CONSIGNE
Reprenez l'hommage à Elie Wiesel présenté ci-dessous et poursuivez-le à partir de sa dernière phrase.

== TEXTE À LIRE

Depuis sa disparition samedi à l’âge de 87 ans, les hommages ont afflué en mémoire d’Elie Wiesel. Ce mardi 5 juillet, la chaîne Arte a programmé à 22h30 son film documentaire « Messager de la mémoire ». A son tour, « Marianne » lui rend ici hommage.
Une gentillesse. Vraie, pas surjouée. Une bonté, même, qui se trahissait à cette voix posée, à ce murmure qui semblait en appeler à autrui, et qui résonnera indéfiniment dans nos mémoires.
Dire, ici, dans Marianne, qu’Elie Wiesel laisse un vide immense ? Souligner qu’avec lui, c’est l’une de ces étincelles de sainteté chères aux maîtres du hassidisme qui vacille et s’éteint ?
Un constant, par un poignant souci du monde
C’est la moindre des choses, et les témoignages de condoléances qui affluent depuis le samedi 2 juillet des quatre coins du monde vers Manhattan où résident sa femme Marion et son fils Elisha expriment assez bien la douleur de la perte et le sentiment de irréparable. A 87 ans, Elie Wiesel, survivant d’Auschwitz et prix Nobel de la paix, vient d’achever une existence marquée par un constant, par un poignant souci du monde.

====
== LIGNES DE DONNÉES

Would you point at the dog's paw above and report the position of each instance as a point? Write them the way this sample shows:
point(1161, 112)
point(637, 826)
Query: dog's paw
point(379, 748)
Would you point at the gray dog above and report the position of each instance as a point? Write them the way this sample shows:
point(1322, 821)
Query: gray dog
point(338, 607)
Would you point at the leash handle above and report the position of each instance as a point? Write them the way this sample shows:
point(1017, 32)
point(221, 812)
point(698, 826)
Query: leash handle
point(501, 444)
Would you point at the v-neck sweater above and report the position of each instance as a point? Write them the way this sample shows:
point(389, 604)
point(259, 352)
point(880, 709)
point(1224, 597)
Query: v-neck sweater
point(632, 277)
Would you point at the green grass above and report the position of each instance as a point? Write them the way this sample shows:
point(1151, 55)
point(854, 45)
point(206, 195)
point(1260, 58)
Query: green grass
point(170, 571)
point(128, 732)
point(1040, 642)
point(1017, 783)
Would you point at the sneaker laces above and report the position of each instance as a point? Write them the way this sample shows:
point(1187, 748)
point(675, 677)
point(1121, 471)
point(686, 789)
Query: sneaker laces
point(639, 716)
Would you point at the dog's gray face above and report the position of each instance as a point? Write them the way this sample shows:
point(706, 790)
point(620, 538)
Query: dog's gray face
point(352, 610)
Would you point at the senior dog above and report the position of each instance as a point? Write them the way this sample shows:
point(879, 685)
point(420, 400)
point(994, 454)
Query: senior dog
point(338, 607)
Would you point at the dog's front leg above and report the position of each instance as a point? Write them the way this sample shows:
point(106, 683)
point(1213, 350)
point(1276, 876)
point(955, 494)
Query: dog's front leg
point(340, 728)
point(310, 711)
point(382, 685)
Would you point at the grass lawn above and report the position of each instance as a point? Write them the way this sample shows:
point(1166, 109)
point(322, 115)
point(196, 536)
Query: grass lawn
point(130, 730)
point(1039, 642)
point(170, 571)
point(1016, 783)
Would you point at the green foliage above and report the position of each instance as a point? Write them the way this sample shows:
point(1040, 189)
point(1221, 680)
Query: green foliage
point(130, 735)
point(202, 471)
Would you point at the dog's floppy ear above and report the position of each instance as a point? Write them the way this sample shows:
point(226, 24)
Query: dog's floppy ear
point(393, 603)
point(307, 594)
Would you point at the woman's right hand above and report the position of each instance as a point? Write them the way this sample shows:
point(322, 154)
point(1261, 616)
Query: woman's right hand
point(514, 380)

====

RÉPONSE À LA CONSIGNE
Nous avions, dans ce journal, connu des divergences avec lui. Des divergences parfois intenses, notamment sur l’équipée anglo-américaine en Irak. La rectitude de son amour pour Israël fut remarquable, et il compte parmi ceux qui, au climax de la vocifération antisioniste, n’ont ni désarmé ni dételé – mais l’on eût aimé qu’il sache s’effrayer, aussi, de l’autisme annexionniste d’une certaine droite qui soutient aujourd’hui la coalition Netanyahou-Lieberman.
Une sommité demeurée accessible malgré le prestige
Elie Wiesel l’admet d’ailleurs volontiers dans ses Mémoires : sa compréhension de la politique n’est pas d’abord politique ; elle est tributaire d’une autre dimension de l’expérience, d’ordre éthique. Elle recueille le souffle, le rouah, de voix venues de l’autre rive. Politique placée sous la surveillance de la prophétie. Est-ce à cela que songeait Barack Obama lorsqu’il déclara, ému par la disparition d’un de ses interlocuteurs les plus fidèles : « Après que nous avons marché ensemble parmi les fils de fer barbelés et les miradors de Buchenwald, Elie m’a dit des mots que je n’ai jamais oubliés : La mémoire est devenue un devoir sacré pour tous les hommes de bonne volonté » ? C’est cela, aussi, que l’auteur de ces lignes a aimé chez cette sommité demeurée accessible malgré le prestige, malgré les honneurs.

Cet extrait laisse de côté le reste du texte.